Hi I been trying to insert into two tables (groups and fields) from XML in SQL. But the solution either doesn't fix my problem or performance is slow as Groups and Fields can number in hundreds of thousands.
A sample of the XML:
<?xml version="1.0" encoding="utf-16"?>
<FB_Flow
xmlns:xsi="http://www.w3.org/2001/XMLSchema-instance"
xmlns:xsd="http://www.w3.org/2001/XMLSchema" id="1">
<groups>
<FB_FlowGroup counter="1125" position="2" positionparent="0" id="0">
<fields>
<FB_FlowField>
<value>TEST1</value>
<counter>111</counter>
<lineposition>1</lineposition>
</FB_FlowField>
<FB_FlowField>
<value>TEST2</value>
<counter>222</counter>
<lineposition>2</lineposition>
<groupid>0</groupid>
</FB_FlowField>
<FB_FlowField>
<value>TEST3</value>
<counter>333</counter>
<lineposition>3</lineposition>
</FB_FlowField>
</fields>
</FB_FlowGroup>
<FB_FlowGroup counter="1126" position="3" positionparent="2" id="0">
<fields>
<FB_FlowField>
<value>TEST1</value>
<counter>18</counter>
<lineposition>1</lineposition>
</FB_FlowField>
</fields>
</FB_FlowGroup>
</groups>
</FB_Flow>
The first part works fine (To get a list of all groups)
insert into #Groups (intGroupCounter,intGroupPosition,intGroupPositionParent)
SELECT
gcounter = Groups.value('#counter[1]', 'int'),
gposition = Groups.value('#position[1]', 'int'),
gpositionparent = Groups.value('#positionparent[1]', 'int')
FROM
#FlowXML.nodes('/FB_Flow/groups/FB_FlowGroup') AS XTbl(Groups)
This second part fails for the most part (To get all fields with the parent group position):
insert into #Fields (intGroupPosition,vFieldValue,intFieldCounter,intFieldPosition)
SELECT
gposition = XTbl.Groups.value('#position', 'int'),
fValue = XTbl2.Fields.value('value[1]', 'varchar(max)'),
fcounter = XTbl2.Fields.value('counter[1]', 'int'),
fposition = XTbl2.Fields.value('lineposition[1]', 'int')

•••••

● **List of tasks**
1/ According to the post about loading XML into SQL tables, how many groups and fields can there be?
2/ Print the part of the post about loading XML into SQL tables that opens with the words containing "insert into #Groups" and closes with "#FlowXML.nodes('/FB_Flow/groups/FB_FlowGroup') AS XTbl(Groups)".
3/ What comes after the last line of the post about loading XML into SQL tables? Write the continuation.
The listing that comes next has no part in any of this.

•••••

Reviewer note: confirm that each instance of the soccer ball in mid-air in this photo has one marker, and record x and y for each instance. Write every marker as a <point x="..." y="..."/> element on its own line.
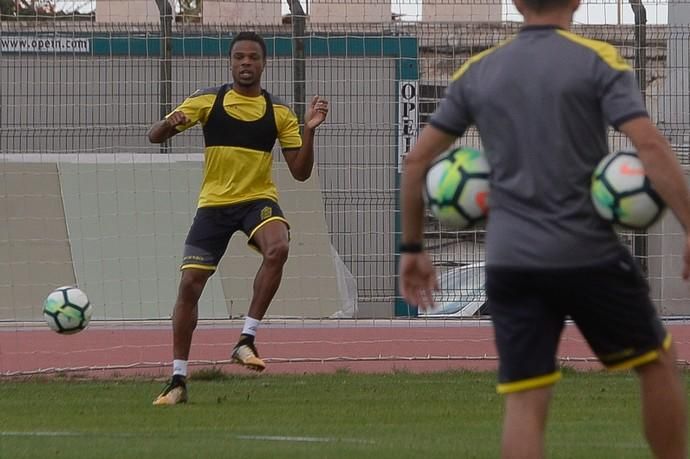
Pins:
<point x="622" y="193"/>
<point x="67" y="310"/>
<point x="456" y="188"/>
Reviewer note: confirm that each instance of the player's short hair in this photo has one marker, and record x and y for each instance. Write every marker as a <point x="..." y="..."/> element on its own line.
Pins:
<point x="545" y="5"/>
<point x="248" y="36"/>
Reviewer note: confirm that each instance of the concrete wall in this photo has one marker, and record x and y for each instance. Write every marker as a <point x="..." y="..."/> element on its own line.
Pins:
<point x="464" y="11"/>
<point x="338" y="11"/>
<point x="127" y="11"/>
<point x="264" y="12"/>
<point x="92" y="110"/>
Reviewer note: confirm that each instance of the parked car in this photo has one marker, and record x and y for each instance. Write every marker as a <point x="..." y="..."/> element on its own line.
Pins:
<point x="462" y="293"/>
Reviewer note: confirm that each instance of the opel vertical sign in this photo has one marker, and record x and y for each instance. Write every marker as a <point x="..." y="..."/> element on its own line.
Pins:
<point x="407" y="118"/>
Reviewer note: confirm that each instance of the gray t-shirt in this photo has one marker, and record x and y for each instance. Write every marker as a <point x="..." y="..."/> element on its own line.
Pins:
<point x="542" y="102"/>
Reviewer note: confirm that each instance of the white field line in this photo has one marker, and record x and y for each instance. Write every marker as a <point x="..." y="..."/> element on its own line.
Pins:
<point x="133" y="434"/>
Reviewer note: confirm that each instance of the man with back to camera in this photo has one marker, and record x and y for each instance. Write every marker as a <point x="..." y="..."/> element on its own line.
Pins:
<point x="241" y="122"/>
<point x="542" y="102"/>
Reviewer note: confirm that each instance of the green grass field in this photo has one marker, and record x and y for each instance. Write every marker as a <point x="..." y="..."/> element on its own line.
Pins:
<point x="342" y="415"/>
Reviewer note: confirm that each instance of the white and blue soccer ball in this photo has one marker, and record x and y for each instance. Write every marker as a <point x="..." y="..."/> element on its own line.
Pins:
<point x="622" y="193"/>
<point x="67" y="310"/>
<point x="456" y="187"/>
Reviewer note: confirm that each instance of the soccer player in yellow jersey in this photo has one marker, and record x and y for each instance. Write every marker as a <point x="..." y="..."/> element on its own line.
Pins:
<point x="241" y="122"/>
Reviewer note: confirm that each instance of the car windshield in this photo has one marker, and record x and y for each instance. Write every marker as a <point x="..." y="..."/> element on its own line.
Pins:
<point x="459" y="288"/>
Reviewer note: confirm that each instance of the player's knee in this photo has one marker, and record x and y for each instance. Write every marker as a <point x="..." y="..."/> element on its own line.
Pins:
<point x="277" y="253"/>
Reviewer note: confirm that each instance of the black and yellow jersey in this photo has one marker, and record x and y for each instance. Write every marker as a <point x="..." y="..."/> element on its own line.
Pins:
<point x="542" y="103"/>
<point x="239" y="134"/>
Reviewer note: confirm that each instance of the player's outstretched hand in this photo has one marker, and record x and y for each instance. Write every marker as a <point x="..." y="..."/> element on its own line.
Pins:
<point x="417" y="280"/>
<point x="177" y="118"/>
<point x="316" y="114"/>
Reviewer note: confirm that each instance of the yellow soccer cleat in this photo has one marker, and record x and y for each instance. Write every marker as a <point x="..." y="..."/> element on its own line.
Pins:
<point x="245" y="354"/>
<point x="174" y="393"/>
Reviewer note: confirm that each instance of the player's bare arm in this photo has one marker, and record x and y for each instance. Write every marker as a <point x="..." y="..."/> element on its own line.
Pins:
<point x="665" y="173"/>
<point x="164" y="129"/>
<point x="301" y="161"/>
<point x="417" y="274"/>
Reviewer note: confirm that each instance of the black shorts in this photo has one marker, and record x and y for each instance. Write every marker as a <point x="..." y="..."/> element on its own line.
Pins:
<point x="213" y="227"/>
<point x="610" y="305"/>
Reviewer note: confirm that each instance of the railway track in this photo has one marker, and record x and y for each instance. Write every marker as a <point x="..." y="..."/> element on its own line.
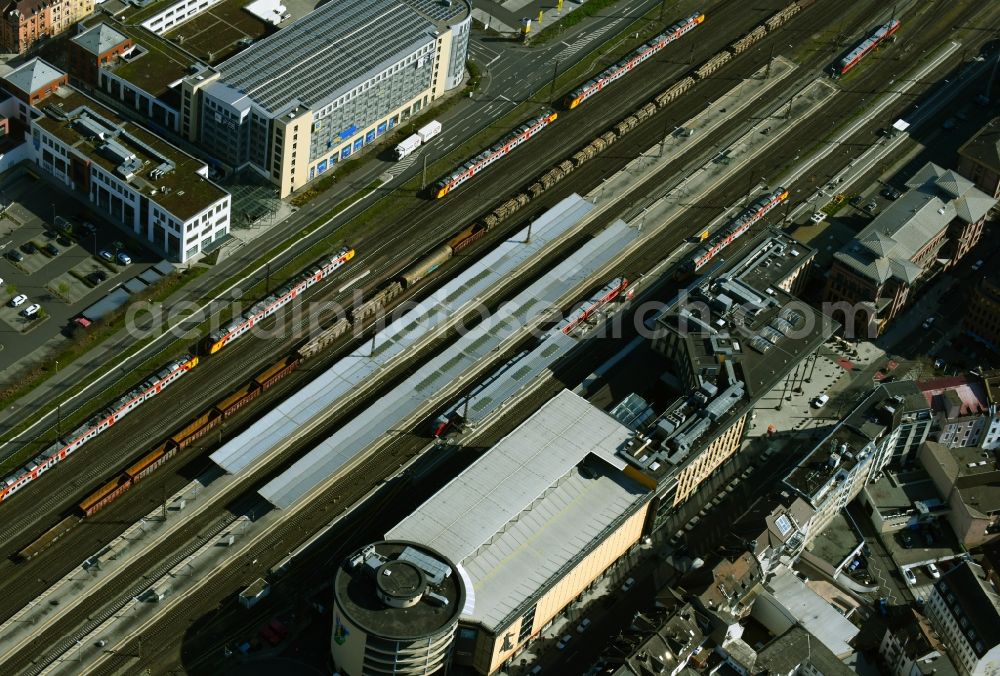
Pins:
<point x="429" y="221"/>
<point x="722" y="191"/>
<point x="178" y="620"/>
<point x="94" y="464"/>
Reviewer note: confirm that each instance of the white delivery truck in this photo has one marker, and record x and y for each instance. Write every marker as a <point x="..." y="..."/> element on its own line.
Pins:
<point x="423" y="135"/>
<point x="407" y="146"/>
<point x="429" y="131"/>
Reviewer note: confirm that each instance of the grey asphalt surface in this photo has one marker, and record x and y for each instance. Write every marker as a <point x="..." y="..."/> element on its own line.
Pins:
<point x="511" y="73"/>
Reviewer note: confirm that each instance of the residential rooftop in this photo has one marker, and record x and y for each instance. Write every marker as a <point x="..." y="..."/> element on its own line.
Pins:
<point x="973" y="600"/>
<point x="154" y="65"/>
<point x="816" y="615"/>
<point x="667" y="645"/>
<point x="787" y="653"/>
<point x="723" y="585"/>
<point x="973" y="472"/>
<point x="896" y="494"/>
<point x="955" y="396"/>
<point x="33" y="75"/>
<point x="153" y="167"/>
<point x="739" y="335"/>
<point x="851" y="440"/>
<point x="886" y="247"/>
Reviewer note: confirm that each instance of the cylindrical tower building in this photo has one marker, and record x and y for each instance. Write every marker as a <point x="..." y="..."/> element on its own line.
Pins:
<point x="395" y="611"/>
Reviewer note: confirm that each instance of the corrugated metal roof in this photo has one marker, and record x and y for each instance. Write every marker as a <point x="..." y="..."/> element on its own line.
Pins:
<point x="275" y="427"/>
<point x="330" y="456"/>
<point x="525" y="510"/>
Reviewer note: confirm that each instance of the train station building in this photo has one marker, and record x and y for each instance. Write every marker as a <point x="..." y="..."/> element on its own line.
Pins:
<point x="532" y="525"/>
<point x="321" y="89"/>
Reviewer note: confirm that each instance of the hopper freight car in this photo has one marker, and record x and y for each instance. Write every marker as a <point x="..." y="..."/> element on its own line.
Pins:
<point x="498" y="150"/>
<point x="625" y="66"/>
<point x="102" y="421"/>
<point x="733" y="230"/>
<point x="866" y="46"/>
<point x="284" y="295"/>
<point x="187" y="435"/>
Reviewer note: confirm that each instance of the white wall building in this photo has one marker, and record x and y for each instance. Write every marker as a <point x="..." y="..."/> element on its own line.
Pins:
<point x="137" y="180"/>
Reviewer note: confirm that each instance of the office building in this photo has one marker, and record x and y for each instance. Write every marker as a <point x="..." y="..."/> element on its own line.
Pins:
<point x="293" y="104"/>
<point x="979" y="158"/>
<point x="729" y="340"/>
<point x="135" y="179"/>
<point x="963" y="412"/>
<point x="911" y="647"/>
<point x="982" y="309"/>
<point x="968" y="481"/>
<point x="854" y="452"/>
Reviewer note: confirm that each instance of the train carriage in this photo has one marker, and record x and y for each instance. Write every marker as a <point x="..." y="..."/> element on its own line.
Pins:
<point x="626" y="65"/>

•••••

● **Responses to the exercise**
1/ They can number in hundreds of thousands.

2/
insert into #Groups (intGroupCounter,intGroupPosition,intGroupPositionParent)
SELECT
gcounter = Groups.value('#counter[1]', 'int'),
gposition = Groups.value('#position[1]', 'int'),
gpositionparent = Groups.value('#positionparent[1]', 'int')
FROM
#FlowXML.nodes('/FB_Flow/groups/FB_FlowGroup') AS XTbl(Groups)

3/
FROM
#FlowXML.nodes('/FB_Flow/groups/FB_FlowGroup') AS XTbl(Groups)
cross APPLY
Groups.nodes('fields/FB_FlowField') AS XTbl2(Fields)
I have been getting around this by using a cursor and selecting the group by the position attribute but the performance is very poor.
DECLARE #GroupCounter int,
#GroupPosition int,
#GroupPositionParent int,
#GroupID int
DECLARE #Groups table
(
intGroupCounter int not null,
intGroupPosition int not null,
intGroupPositionParent int null default 0
)
insert into #Groups (intGroupCounter,intGroupPosition,intGroupPositionParent)
SELECT
gcounter = Groups.value('#counter[1]', 'int'),
gposition = Groups.value('#position[1]', 'int'),
gpositionparent = Groups.value('#positionparent[1]', 'int')
FROM
#FlowXML.nodes('/FB_Flow/groups/FB_FlowGroup') AS XTbl(Groups)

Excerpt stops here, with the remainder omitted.